## SUPPLIED DATA
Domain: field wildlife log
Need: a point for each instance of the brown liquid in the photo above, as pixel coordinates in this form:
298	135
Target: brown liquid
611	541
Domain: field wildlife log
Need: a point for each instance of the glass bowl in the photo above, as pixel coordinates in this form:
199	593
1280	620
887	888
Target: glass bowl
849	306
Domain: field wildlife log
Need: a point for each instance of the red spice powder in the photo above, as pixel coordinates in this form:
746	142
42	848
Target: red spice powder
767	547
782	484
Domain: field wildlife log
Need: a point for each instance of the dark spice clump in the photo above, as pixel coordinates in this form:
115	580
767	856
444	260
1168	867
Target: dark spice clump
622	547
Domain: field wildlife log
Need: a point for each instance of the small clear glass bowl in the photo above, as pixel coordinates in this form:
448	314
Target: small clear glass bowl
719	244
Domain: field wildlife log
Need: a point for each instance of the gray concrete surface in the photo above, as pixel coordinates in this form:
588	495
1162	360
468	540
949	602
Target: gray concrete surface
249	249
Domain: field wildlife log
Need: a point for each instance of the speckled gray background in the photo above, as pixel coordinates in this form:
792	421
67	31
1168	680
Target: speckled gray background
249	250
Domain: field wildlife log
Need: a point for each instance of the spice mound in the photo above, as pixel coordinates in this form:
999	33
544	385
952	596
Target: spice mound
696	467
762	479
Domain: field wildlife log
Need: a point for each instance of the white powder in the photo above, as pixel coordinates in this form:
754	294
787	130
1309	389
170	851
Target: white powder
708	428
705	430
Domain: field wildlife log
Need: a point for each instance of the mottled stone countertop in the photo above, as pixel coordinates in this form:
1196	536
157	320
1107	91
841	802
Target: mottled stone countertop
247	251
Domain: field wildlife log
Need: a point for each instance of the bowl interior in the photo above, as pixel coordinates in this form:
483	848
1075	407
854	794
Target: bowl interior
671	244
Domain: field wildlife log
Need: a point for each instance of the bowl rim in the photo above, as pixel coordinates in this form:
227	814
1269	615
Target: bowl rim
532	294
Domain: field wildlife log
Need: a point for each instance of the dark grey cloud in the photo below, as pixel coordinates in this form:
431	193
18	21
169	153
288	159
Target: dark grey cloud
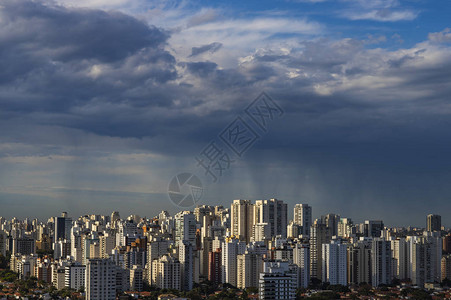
212	48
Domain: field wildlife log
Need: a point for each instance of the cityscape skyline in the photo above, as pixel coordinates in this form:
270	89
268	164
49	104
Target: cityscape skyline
290	215
247	248
102	103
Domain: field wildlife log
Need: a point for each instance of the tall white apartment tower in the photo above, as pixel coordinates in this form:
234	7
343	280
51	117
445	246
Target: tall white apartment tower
273	212
242	219
231	248
400	253
335	263
301	257
100	279
319	235
381	262
303	217
185	227
186	264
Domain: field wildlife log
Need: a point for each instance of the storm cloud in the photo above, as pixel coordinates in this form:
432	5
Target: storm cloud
102	105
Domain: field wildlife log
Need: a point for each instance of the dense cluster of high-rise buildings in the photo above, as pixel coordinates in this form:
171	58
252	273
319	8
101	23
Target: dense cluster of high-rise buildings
246	245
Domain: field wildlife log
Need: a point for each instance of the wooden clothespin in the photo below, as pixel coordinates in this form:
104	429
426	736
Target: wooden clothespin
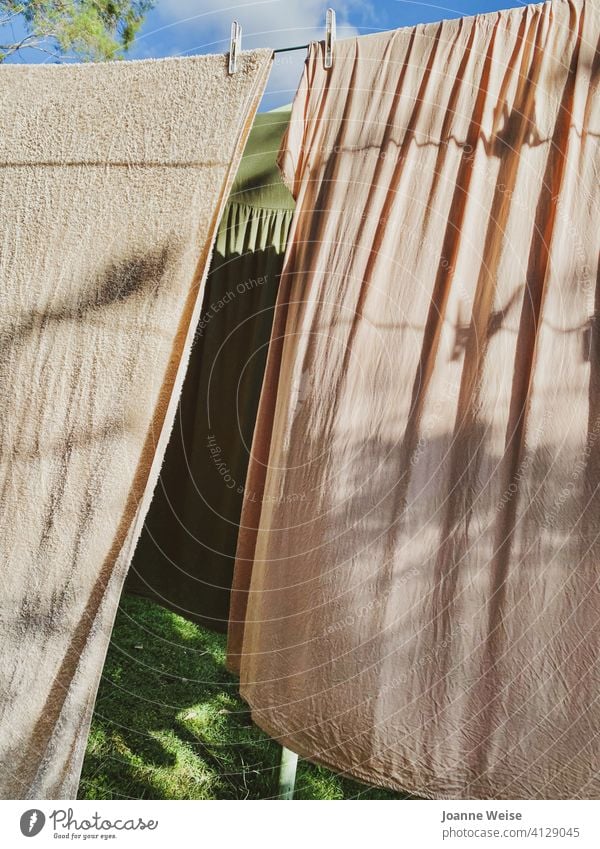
329	38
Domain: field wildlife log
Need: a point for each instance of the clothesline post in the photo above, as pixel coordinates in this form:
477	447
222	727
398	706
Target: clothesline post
287	773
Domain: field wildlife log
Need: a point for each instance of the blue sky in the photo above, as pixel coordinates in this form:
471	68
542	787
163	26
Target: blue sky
183	27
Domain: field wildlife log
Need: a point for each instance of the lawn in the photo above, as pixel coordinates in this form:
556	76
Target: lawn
168	722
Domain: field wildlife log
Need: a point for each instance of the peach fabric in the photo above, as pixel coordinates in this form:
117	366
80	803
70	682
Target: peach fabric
416	599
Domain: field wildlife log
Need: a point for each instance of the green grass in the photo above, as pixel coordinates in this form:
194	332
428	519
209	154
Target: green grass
168	722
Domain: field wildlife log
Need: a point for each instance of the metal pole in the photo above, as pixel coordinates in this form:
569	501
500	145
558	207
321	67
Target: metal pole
287	773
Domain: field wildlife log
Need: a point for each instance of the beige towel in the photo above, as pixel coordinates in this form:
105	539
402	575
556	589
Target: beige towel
424	609
112	180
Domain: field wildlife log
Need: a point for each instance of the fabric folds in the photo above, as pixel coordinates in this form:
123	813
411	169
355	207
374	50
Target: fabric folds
113	178
185	556
415	596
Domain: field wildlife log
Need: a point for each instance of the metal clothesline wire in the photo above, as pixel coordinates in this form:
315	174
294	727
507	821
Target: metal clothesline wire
289	49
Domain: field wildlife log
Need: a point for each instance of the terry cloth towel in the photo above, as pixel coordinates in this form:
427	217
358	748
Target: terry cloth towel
420	571
184	559
112	178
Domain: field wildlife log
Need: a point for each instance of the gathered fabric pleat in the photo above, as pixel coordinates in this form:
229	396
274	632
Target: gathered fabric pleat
415	595
184	559
113	178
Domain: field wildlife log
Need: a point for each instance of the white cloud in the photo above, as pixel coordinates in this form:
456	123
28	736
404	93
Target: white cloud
265	23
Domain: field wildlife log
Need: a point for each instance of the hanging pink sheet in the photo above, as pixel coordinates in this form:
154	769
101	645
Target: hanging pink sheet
416	599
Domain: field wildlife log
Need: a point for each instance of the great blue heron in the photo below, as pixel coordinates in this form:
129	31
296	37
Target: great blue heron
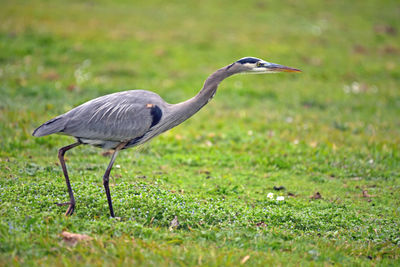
130	118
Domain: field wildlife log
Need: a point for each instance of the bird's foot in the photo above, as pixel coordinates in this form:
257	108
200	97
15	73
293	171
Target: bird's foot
70	209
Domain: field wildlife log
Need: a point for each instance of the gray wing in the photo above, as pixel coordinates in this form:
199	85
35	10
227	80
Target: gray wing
116	117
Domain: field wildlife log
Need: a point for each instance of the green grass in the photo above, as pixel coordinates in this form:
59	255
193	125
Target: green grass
333	129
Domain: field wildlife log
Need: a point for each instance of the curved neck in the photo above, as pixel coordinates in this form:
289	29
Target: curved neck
184	110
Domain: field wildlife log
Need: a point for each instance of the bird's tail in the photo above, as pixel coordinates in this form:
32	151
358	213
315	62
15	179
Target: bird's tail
52	126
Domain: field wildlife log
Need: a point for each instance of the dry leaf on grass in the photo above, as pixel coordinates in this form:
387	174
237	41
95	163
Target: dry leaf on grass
174	224
72	239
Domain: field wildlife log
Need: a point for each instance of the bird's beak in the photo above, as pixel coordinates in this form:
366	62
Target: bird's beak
280	68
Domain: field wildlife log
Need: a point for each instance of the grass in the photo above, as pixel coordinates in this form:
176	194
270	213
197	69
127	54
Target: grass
334	129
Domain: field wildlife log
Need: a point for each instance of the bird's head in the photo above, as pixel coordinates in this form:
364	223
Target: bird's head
258	66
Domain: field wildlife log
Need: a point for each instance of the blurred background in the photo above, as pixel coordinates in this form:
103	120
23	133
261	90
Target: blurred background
55	55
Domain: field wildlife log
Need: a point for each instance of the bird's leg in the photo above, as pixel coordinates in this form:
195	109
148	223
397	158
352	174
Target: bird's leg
106	176
71	202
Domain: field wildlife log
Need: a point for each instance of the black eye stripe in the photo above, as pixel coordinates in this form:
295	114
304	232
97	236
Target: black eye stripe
248	60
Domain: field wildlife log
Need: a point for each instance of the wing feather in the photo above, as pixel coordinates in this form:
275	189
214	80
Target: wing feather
116	117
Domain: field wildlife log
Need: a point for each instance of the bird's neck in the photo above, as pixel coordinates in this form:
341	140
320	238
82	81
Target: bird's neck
186	109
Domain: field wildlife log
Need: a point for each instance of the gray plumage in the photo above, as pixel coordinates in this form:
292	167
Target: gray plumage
126	119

## DO THIS
Repeat the material exactly as it reads, without any of its pictures.

## FINISHED TASK
Domain: field wildlife log
Need: a point for each instance of the brown liquid in the photo above, as pixel coordinates in this form:
298	135
Target: brown liquid
611	541
Domain: field wildlife log
Need: a point for each instance of the glass bowl in the photo above, as pixel coordinates in this form:
199	593
1280	620
887	888
Target: glass bowl
849	306
Domain: field wildlife log
Need: a point for each instance of the red spice powder in the photo above, as pixel coordinates in this form:
746	142
42	848
Target: red spice powder
767	547
782	484
Domain: field wildlife log
Need: a point for each instance of the dark spice clump in the photo above, as pixel coordinates in this form:
115	580
767	856
444	260
1168	867
Target: dark spice clump
622	547
Domain: field wildlife log
Need: a point for each instance of the small clear glass bowl in the photo above, as pixel coordinates in this form:
448	314
Target: small clear glass bowl
719	244
Domain: field wildlife log
Need: a point for each instance of the gray concrete surface in the photo above, as pixel coordinates in this form:
588	495
1162	360
468	540
949	602
Target: gray concrete surface
249	249
Domain: field wildlife log
Need: a point for each instance of the speckled gray background in the photo above, as pixel coordinates in this form:
792	421
67	31
1168	680
Target: speckled gray background
249	250
Domain: field wildlife log
Need: a point for each instance of the spice mound in the photo above, as pixel coordinates in this form:
999	33
544	385
952	596
Target: spice mound
696	467
762	479
Domain: field wildlife log
Need: a point for each instance of the white powder in the photo above, as pixel coordinates in this form:
754	294
787	130
1309	389
170	851
Target: white powder
708	428
705	430
Domain: field wildlife log
Need: a point for each instance of the mottled stone countertop in the photo above, as pixel coordinates in this form:
1196	536
157	320
1107	91
841	802
Target: mottled stone countertop
247	251
Domain: field wildlife log
Need: a point for each instance of the bowl interior in the photo above, as pixel coordinates in this form:
483	848
1075	407
854	794
Target: bowl interior
671	244
Domain: field wildlife log
Need: a point for each instance of the bowl rim in the photo above, as pixel coordinates in this form:
227	814
1269	615
Target: bowl rim
532	294
Domain: field wildlife log
Need: a point for each instance of the dark grey cloud in the photo below, as pixel coordinates in this form:
431	193
18	21
169	153
288	159
Target: dark grey cloud
212	48
Domain: field wildlife log
Need: a point for each instance of the cityscape skyline in the photo above, as pixel coordinates in this form:
270	89
268	164
49	104
Target: cityscape skyline
290	215
247	248
102	103
Domain: field wildlife log
Need: a point for each instance of the tall white apartment tower in the photo above, as pixel coordinates in this form:
234	7
343	280
51	117
445	246
Target: tall white apartment tower
273	212
242	219
231	248
400	253
335	263
301	257
100	279
319	235
381	262
303	217
185	227
186	264
Domain: field wildlife log
Need: a point for each instance of the storm cloud in the photo above, as pixel coordinates in this form:
432	5
Target: storm cloud
102	105
Domain: field wildlife log
Need: a point for each instance of the dense cluster of high-rise buildings in the photo above, as pixel coordinates in this form:
171	58
252	273
319	8
101	23
Target: dense cluster of high-rise buildings
246	245
Domain: field wildlife log
Need: a point for each instance of the wooden clothespin in the photo below, as pixel coordinates in this form:
104	429
426	736
Target: wooden clothespin
329	38
Domain: field wildlife log
Need: a point for each instance of the clothesline post in the photo above, as pixel coordinates in this form:
477	447
222	727
398	706
Target: clothesline post
287	773
Domain: field wildlife log
Need: a point for each instance of the blue sky in the photo above, as pixel coordinates in this form:
471	68
542	787
163	26
Target: blue sky
183	27
Domain: field wildlife log
Need: a point for each instance of the lawn in the photo above, as pixel coordinates in this form:
556	76
Target: lawn
168	722
Domain: field wildlife log
Need: a point for each instance of the peach fabric in the photo above, as pixel coordinates in this form:
117	366
80	803
70	682
Target: peach fabric
416	599
Domain: field wildlife log
Need: a point for each instance of the green grass in the photo above, as pixel coordinates in this form:
194	332
428	519
209	154
Target: green grass
168	722
Domain: field wildlife log
Need: a point for each instance of the metal pole in the photo above, as pixel coordinates in this form:
569	501
500	145
558	207
321	67
Target: metal pole
287	773
Domain: field wildlife log
Need: a point for each instance of the beige towel in the photo above, as pixel coordinates in this form:
105	539
402	575
556	589
Target: beige towel
424	609
112	180
Domain: field wildlife log
Need: a point for each instance of the fabric folds in the photo above, as pixel coordinates in this form:
123	813
411	169
355	207
374	50
Target: fabric folds
113	178
185	556
415	596
Domain: field wildlife log
Need: a point for each instance of the metal clothesline wire in the photo above, as pixel coordinates in this form:
315	174
294	727
507	821
Target: metal clothesline wire
289	49
Domain: field wildlife log
Need: a point for each instance of the terry cloth towel in the photo above, as pixel coordinates in this form:
427	217
358	748
Target: terry cloth towel
420	571
184	559
112	178
Domain: field wildlife log
Need: a point for each instance of the gathered fabric pleat in the photo above, as pixel coordinates in this form:
229	396
274	632
Target: gathered fabric pleat
415	595
184	559
113	178
Domain: field wildlife log
Need: a point for each instance of the white cloud in the photo above, as pixel coordinates in this form:
456	123
28	736
404	93
Target: white cloud
265	23
Domain: field wildlife log
Need: a point for each instance of the hanging pink sheet in the photo above, as pixel coordinates in this form:
154	769
101	645
Target: hanging pink sheet
416	599
Domain: field wildlife log
Need: a point for each instance of the great blue heron in the photo below, as pixel coordinates in this form:
129	31
296	37
Target: great blue heron
130	118
Domain: field wildlife log
Need: a point for each instance of the bird's foot in the photo above, as pixel coordinates in this form:
257	108
200	97
15	73
293	171
Target: bird's foot
70	209
Domain: field wildlife log
Need: a point for each instance of the gray wing in the photo above, as pixel coordinates in this form:
199	85
35	10
227	80
Target: gray wing
116	117
Domain: field wildlife log
Need: a point for each instance of the green grass in the photo above, as pixel coordinates in this form:
59	255
193	125
Target: green grass
333	129
Domain: field wildlife log
Need: a point for each instance of the curved neck in the photo above, as pixel coordinates in this form:
289	29
Target: curved neck
184	110
Domain: field wildlife log
Need: a point for each instance of the bird's tail in the photo above, as pixel coordinates in this form:
32	151
358	213
315	62
15	179
Target: bird's tail
52	126
Domain: field wildlife log
Need: a point for each instance of the dry leaf on grass in the photo above, as pixel coordinates in this form:
387	174
237	41
95	163
Target: dry leaf on grass
174	224
72	239
Domain: field wildlife log
Need: a point for each instance of the bird's beak in the photo above, as pixel coordinates in this form:
366	62
Target: bird's beak
280	68
Domain: field wildlife log
Need: a point for each instance of the grass in the photo above, as pixel coordinates in this form:
176	194
270	213
197	69
127	54
Target: grass
334	129
Domain: field wildlife log
Need: a point for each instance of the bird's head in the photo above, as pixel coordinates in this form:
364	223
Target: bird's head
258	66
Domain: field wildlife log
Need: a point for each instance of the blurred background in the photo above, as pixel coordinates in this form:
103	120
23	133
261	90
Target: blurred background
55	55
Domain: field wildlife log
Need: a point for each instance of the bird's leg in the photo above, as pixel coordinates in this form:
195	109
148	223
397	158
352	174
Target: bird's leg
106	176
71	202
Domain: field wildlife log
Need: a point for each instance of the black eye stripe in the photo above, as pixel coordinates in this form:
295	114
304	232
97	236
Target: black eye stripe
248	60
Domain: field wildlife log
Need: a point for each instance of the wing feather in the photo above, as pixel coordinates in this form:
275	189
214	80
Target: wing feather
116	117
Domain: field wildlife log
Need: a point for each instance of the bird's neck in the photo above, as pixel coordinates in this form:
341	140
320	238
82	81
Target: bird's neck
186	109
Domain: field wildlife log
Need: a point for each instance of the gray plumage in the photo above, as pixel coordinates in this form:
292	167
Target: gray plumage
126	119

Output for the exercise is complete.